» SUPPLIED DATA:
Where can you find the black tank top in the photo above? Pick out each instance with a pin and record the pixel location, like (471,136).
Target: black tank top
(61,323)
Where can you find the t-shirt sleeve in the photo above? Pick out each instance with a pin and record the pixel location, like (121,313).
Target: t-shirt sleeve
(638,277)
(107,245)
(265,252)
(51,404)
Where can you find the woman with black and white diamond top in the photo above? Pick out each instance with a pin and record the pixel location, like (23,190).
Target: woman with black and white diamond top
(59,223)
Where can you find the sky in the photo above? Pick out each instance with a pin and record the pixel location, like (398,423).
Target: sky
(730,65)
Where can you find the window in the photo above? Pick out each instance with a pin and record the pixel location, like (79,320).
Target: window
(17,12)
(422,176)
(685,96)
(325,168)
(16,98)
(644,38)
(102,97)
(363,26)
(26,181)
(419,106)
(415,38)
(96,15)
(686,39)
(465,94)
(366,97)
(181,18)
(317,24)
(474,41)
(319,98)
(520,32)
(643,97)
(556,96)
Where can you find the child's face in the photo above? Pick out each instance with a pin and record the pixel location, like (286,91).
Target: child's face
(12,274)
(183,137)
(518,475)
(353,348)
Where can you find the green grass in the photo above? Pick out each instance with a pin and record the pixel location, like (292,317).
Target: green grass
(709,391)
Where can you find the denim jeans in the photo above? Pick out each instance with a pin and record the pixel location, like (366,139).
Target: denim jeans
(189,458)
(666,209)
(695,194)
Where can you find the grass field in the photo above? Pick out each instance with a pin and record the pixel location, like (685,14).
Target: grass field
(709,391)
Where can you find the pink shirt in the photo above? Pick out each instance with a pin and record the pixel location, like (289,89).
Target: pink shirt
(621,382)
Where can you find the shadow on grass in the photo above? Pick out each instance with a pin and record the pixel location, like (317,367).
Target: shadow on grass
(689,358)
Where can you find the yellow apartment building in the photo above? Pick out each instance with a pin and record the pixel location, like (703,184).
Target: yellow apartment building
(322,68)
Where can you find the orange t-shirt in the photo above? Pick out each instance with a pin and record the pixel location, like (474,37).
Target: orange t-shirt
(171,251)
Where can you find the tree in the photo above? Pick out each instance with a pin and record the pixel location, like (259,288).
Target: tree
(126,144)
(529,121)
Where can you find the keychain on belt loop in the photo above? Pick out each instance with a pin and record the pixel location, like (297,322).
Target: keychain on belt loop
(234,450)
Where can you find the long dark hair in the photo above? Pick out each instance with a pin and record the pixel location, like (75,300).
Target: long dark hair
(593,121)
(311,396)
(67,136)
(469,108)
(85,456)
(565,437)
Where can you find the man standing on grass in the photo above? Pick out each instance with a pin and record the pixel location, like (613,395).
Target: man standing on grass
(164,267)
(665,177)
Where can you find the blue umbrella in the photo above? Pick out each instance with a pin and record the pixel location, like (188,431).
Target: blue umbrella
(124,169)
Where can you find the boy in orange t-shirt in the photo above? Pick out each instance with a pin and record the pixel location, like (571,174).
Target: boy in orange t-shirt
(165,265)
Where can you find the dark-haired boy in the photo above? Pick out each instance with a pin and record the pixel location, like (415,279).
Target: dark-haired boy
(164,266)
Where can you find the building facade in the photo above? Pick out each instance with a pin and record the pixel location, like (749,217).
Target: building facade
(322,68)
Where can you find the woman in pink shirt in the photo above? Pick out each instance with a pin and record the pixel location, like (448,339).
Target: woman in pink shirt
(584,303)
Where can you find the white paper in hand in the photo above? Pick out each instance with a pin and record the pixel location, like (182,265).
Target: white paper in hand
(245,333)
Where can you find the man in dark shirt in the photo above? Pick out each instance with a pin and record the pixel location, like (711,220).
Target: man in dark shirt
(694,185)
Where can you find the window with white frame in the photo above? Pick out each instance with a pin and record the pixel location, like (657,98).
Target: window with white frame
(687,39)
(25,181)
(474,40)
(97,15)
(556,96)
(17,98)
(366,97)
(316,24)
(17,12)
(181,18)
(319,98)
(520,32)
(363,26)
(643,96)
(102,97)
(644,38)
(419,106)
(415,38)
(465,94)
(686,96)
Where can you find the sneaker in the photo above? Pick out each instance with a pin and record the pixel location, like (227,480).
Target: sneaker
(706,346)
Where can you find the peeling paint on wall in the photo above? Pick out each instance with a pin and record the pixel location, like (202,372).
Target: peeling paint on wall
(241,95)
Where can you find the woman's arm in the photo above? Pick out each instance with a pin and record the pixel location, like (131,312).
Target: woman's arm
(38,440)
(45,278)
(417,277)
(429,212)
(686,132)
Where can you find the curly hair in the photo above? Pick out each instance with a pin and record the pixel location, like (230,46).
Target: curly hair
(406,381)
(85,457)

» PROBLEM DETAILS: Reproduce the data shown above exactly.

» REPLY:
Where can you find the black tank top in the photo above? Pick out each instance with a pin and record the pixel location, like (471,136).
Target: black tank top
(61,323)
Where can you find the t-shirt sleeve in the photo above? Pick out each instance with a pin and record the pixel location, like (121,313).
Target: t-shirt sleeve
(638,277)
(107,245)
(265,252)
(51,404)
Where can you find the woman with black and white diamond top in the photo above? Pick out each instance with a pin and record the pixel location, like (23,190).
Target: woman with black and white diamond top
(59,223)
Where can you find the sky in the photo above? Pick out each instance with a pin and record the pixel location, like (398,423).
Target: sky
(730,65)
Where can you find the window in the photo above? Pick out each instance with a pin and record the pixel location, like (79,320).
Target: window
(17,12)
(422,176)
(685,96)
(325,168)
(16,98)
(644,38)
(102,97)
(363,26)
(26,181)
(419,106)
(415,38)
(96,15)
(686,39)
(465,94)
(366,97)
(181,18)
(317,24)
(474,41)
(319,98)
(520,32)
(643,97)
(556,96)
Where can you find the child's face in the photo above? Pick out each instance with a pin and record the pixel location, like (286,91).
Target: child's face
(12,274)
(183,137)
(518,475)
(353,348)
Where can you find the green grass in the photo above? Pick out each instance with a pin and record the pixel location, like (292,317).
Target: green grass
(709,391)
Where can you find the denim jeans in the photo above? Pick out each instance with a pin and record the pixel location, like (366,139).
Target: denim jeans
(189,458)
(666,209)
(695,194)
Where can you find the grass field in the photo above? Pick out each instance with a pin and record the pixel location, like (685,14).
Target: grass field
(709,391)
Where can you find the pink shirt in the photo above? Pick out each instance with a pin and record the pixel location, like (289,89).
Target: pink shirt
(621,382)
Where can you find the shadow on grass in the photo above? Pick out each instance with a pin and record the pixel location, like (317,367).
Target: shadow on grass
(689,358)
Where can you find the yellow apartment building in the photo above? Pick out each instance with a pin and record the pixel location, like (703,184).
Target: yellow apartment building
(322,68)
Where can you find the orange t-shirt in the photo above? Pick out each instance with a pin and record the pixel location, like (474,37).
Target: orange t-shirt
(171,251)
Where can you find the tree in the photo above? Pick out each instance with a pin and record the pixel location, like (259,288).
Target: tree
(126,144)
(529,121)
Where can you find the keychain on belt loop in the photo above? Pick out each instance with a pin and record the pixel location, like (297,322).
Target: keychain on belt loop
(234,450)
Where can you find the long dark hair in the photo above? Pick out each instance with a pin and record the pixel location, like (75,300).
Target: long dark hair
(593,121)
(311,396)
(67,136)
(469,108)
(85,456)
(565,437)
Where can you find the man standing on grass in the photo above? Pick out each instance with a pin and record the pixel location, like (613,395).
Target: man standing on grass
(164,267)
(665,177)
Where can you find the blue umbrella in the photo above? Pick out each instance with a pin and record the pixel location, like (188,431).
Target: blue umbrella
(124,169)
Where can you find the boy in orange t-shirt in the photo above? Pick out each instance with a pin and record the pixel location, like (571,174).
Target: boy in orange t-shirt
(165,265)
Where can you find the dark-haired boy in the photo above? Pick out each instance with a pin and record the pixel location, like (415,279).
Target: dark-haired boy
(164,266)
Where can you find the building facade in the photo above? Pick out each instance with a pin and record the pixel location, like (749,217).
Target: building facade
(322,68)
Where can you find the woman in pink shirt in the photo above? Pick out each instance with a pin and record the pixel location, like (448,339).
Target: woman in pink shirt
(584,303)
Where can you find the white paper in hand in the photo above? Pick out each instance with a pin and record the pixel location, like (182,265).
Target: white paper in hand
(245,333)
Where can you find the man in dark shirt in the photo above? Pick out each instance with a pin and record the pixel location, like (711,220).
Target: man in dark shirt
(694,185)
Where can you find the window with white frame in the photo above? Pick out each instance with a pin and record the pixel location, like (657,98).
Target: window with white frame
(687,39)
(25,181)
(474,40)
(97,15)
(556,96)
(17,98)
(366,97)
(316,24)
(17,12)
(181,18)
(319,98)
(520,32)
(363,26)
(643,96)
(102,97)
(644,38)
(419,106)
(415,38)
(465,94)
(686,96)
Where can you find the sneaker in the photo above? Pick out each instance with a pin and record the pixel location, like (227,480).
Target: sneaker
(706,346)
Where can you find the peeling paint on wall in the photo above? Pick out each instance with a pin and record the pixel location, like (202,372).
Target: peeling paint on wall
(241,95)
Where can you find the woman's arm in the photo above? Pick out each instance with a pin and record the pixel location, like (131,312).
Target: woman's arm
(38,440)
(45,278)
(417,277)
(429,212)
(686,132)
Where can you find the curly hair in the photo above? Pick out each instance with a pin and record the pixel location, like (230,46).
Target: curly hair
(406,381)
(85,457)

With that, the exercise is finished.